WHAT THE TASK ASKS: From the comparison of Texas and New Mexico LLCs, list every bank it names as approving Texas LLCs.

The default state debate among non-resident SaaS founders has long been Delaware vs Wyoming. Texas and New Mexico are now serious alternatives, but they pull in opposite directions. Texas offers credibility, no state income tax, and a generous Franchise Tax exemption — but a public ownership record and a shrinking anonymity profile. New Mexico has the cheapest formation fees, the most permanent anonymity in the US, and zero annual reporting — but a 4.875% gross receipts tax that hits SaaS digital services and an "anonymity" that has more limits than most blogs admit. This post is the side-by-side for a SaaS founder picking between the two.
30-second answer
If you are a foreign-resident SaaS founder under $2.65M ARR who values low maintenance and anonymity above all, New Mexico wins. Free annual reports, no franchise tax, anonymous ownership at the Secretary of State, and the lowest formation fees in the US (~$50). The catch is the 4.875% gross receipts tax (GRT), which can apply to SaaS sold to New Mexico customers and adds compliance overhead even when you owe $0. If you want a credible-looking US LLC, plan to scale toward VC funding, expect to pitch enterprise customers, or already do business with Texas-based clients, Texas wins. The Franchise Tax No Tax Due Report exempts businesses under $2.65M revenue (2026-2027 threshold) — most SaaS at early stage owe $0 but file annually. Beyond $2.65M, the 0.331% margin tax kicks in. Both states are non-resident-friendly for banking and compliance. The non-trivial choice is whether you optimize for cheapness (NM) or for credibility and scaling runway (TX).
Texas LLC for non-resident SaaS founders
Texas runs on a no-state-income-tax model. The state's revenue source is Franchise Tax (a margin tax on businesses), and the No Tax Due threshold makes Texas effectively free for early-stage SaaS.
| Texas LLC factor | Detail |
|---|---|
| Formation fee | $300 (Certificate of Formation) |
| State income tax | None |
| Franchise Tax base | 0.331% of margin (services), 0.75% (most businesses), 0.375% (retail/wholesale) |
| No Tax Due threshold (2026-2027) | $2.65M total revenue. Below this, you owe $0 but must still file the No Tax Due Report annually |
| Annual report | Public Information Report due May 15 each year ($0 fee but mandatory) |
| Sales tax on SaaS | Yes — Texas taxes SaaS sold to Texas customers at 6.25% state + local |
| Anonymity | Limited — manager and member listed on Public Information Report |
| Banking acceptance | High — Mercury, Relay, Chase, Bank of America, Wells Fargo all approve TX LLCs |
Texas is the choice for SaaS that wants to look serious. The combination of zero income tax, exemption from Franchise Tax under $2.65M, and Texas's strong startup reputation makes it competitive with Delaware for early-stage. The trade-offs: ownership is on the public record, the No Tax Due Report is one more form to remember, and Texas does charge sales tax on SaaS sold to Texas-based customers (which forces you to register with the Texas Comptroller for sales tax even if you have zero TX revenue and want to stay clear).

DATA BLOCK:
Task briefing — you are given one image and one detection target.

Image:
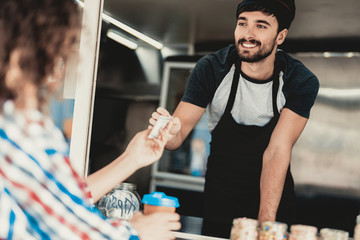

COMPLETED EXERCISE: Mercury, Relay, Chase, Bank of America, Wells Fargo